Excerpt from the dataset
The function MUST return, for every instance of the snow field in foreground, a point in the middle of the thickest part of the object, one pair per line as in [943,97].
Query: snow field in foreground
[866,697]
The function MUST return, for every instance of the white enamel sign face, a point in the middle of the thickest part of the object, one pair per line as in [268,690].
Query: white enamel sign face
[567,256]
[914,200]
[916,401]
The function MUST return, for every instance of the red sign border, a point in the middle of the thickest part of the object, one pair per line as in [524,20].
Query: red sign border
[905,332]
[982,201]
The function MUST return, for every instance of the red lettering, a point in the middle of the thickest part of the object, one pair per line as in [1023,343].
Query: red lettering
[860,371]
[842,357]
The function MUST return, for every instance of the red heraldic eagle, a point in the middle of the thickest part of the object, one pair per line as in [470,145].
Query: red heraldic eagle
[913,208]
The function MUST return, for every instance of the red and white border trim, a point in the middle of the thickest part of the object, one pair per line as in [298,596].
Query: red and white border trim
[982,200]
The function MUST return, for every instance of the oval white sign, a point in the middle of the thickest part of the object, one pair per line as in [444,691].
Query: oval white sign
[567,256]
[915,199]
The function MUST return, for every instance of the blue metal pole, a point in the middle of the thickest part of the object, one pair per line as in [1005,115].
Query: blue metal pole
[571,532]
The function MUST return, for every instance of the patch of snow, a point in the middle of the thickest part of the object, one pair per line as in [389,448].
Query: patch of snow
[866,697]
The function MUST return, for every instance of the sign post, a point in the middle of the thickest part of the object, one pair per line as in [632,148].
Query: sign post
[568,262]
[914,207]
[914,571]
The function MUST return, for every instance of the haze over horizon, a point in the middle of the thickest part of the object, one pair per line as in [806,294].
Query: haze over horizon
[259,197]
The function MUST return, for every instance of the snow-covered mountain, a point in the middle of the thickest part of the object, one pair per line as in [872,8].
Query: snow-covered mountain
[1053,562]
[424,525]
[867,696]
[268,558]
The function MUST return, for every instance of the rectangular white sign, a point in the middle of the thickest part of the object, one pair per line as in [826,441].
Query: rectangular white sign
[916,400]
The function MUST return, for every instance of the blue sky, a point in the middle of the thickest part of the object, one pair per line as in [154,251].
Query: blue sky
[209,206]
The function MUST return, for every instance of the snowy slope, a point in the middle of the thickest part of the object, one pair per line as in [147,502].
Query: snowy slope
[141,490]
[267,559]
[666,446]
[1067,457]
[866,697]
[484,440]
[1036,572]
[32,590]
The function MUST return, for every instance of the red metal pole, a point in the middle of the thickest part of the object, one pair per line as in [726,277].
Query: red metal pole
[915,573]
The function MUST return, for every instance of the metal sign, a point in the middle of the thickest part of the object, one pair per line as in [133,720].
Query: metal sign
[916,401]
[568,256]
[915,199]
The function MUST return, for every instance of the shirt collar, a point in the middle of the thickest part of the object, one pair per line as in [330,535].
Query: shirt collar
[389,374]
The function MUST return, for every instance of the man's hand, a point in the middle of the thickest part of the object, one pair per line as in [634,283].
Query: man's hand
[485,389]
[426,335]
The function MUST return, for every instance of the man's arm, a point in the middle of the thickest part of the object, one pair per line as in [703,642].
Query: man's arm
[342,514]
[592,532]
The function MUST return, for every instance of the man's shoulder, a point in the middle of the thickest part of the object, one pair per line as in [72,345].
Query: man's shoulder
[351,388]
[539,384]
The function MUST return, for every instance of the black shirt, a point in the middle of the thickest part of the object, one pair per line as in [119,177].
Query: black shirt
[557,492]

§ **DIRECTION**: Write out all of the data above again, switching every "thickest part" to "widest part" and leaving everything else the same.

§ **REPLY**:
The function MUST return, for every instance of the snow field in foreground, a point in the middle of the widest part of the object, one pair per line as in [943,97].
Query: snow field in foreground
[866,697]
The function MUST return, for every instance of the white enamel sign face, a point in the middle of the widest part of the object, one pair per line as in [268,690].
Query: white enamel sign face
[567,256]
[914,200]
[916,401]
The function MUST return, for every instance of the red sign border, a point in the middle of the widest part of the object, one pair per line as in [524,20].
Query: red sign border
[905,332]
[982,201]
The function MUST return, for every instance of the red lettering, a point in the middle of the widest part of the object, one pair per line as in [1023,343].
Query: red lettering
[860,371]
[842,357]
The function MUST return, for every instance of the red heraldic eagle, a point in the middle of the widest part of the object, one pair per line as in [470,145].
Query: red heraldic eagle
[913,208]
The function MUST return, for every instance of the red and white border trim, a point in the middle of the widest part of the object, one pair per line as in [298,596].
Query: red and white border trim
[982,200]
The function MUST return, for every instance of the oval white sign, a point in the middle of the widest part of the object, one pair per line as in [444,691].
Query: oval white sign
[567,256]
[915,199]
The function MUST return, for every instance of the blue metal pole, a point in the middle of the widest part of the object, one pair per line as in [1005,115].
Query: blue metal pole
[571,532]
The function MUST return, for every instance of the patch of snow, a point in the middle of the widest part of the object, one pair per line as in [389,448].
Query: patch of snow
[866,697]
The function MUST return, for every instance of the sign post, a point in the middle of the widest part of the object, one pair per line as in [632,148].
Query: sign post
[568,262]
[914,207]
[914,571]
The function MUST return, for every instance of the haze over horizon, a point in the middle of the widest part of the object, one pair per line as in [806,294].
Query: haze over horizon
[259,197]
The function MUST return, for every instance of the snow-covered mountain, a point in the middle of the widest part of the object, one pair per line as in [872,8].
Query: snow-covered mountain
[1053,562]
[424,525]
[867,696]
[268,558]
The function MUST return, for every instance of the rectangular white sign, a point in the middle of the widest part of the object, one pair per line as in [826,441].
Query: rectangular white sign
[916,400]
The function MUST return, for every instance of the blue sky, a point in the middle of the widest part of the object, one pair per line as in [154,251].
Query: blue sky
[209,206]
The function MUST return, for every instance of the snowy slope, a point in the middle of the widest part of the object, one pair per line as in [147,502].
Query: snowy slope
[141,490]
[267,559]
[666,446]
[1067,457]
[866,697]
[484,440]
[1036,572]
[32,590]
The function MUST return, for every instance of the red metal pole, a point in the middle of the widest part of the object, one pair per line as in [726,277].
Query: red metal pole
[915,573]
The function MUST return, for every instance of the metal sign, a point in the middle of the widest part of the object, one pair per line as in [133,720].
Query: metal sign
[916,401]
[568,256]
[915,199]
The function MUST return, for every instance of the shirt collar, a point in the middle of the widest part of the object, one pair per line as in [330,535].
Query: shirt collar
[389,374]
The function MUST return, for every instance of the man's hand, a point in the middle of the widest part of the object, one pair per line as in [634,283].
Query: man's hand
[485,389]
[426,335]
The function MUST return, for every instance of the man's arm, a point in the middle of the widest part of the object, one pair per line as in [703,642].
Query: man's arm
[342,514]
[592,532]
The function MUST return, for every instance of the man's shoulder, a point in the middle of the widest part of the object, one pair per line as in [72,345].
Query: man's shoulder
[351,388]
[539,384]
The function MUST return, for every instance of the black shirt, a point in the middle of the widest part of the object, one pair per line as in [119,177].
Query: black shirt
[557,492]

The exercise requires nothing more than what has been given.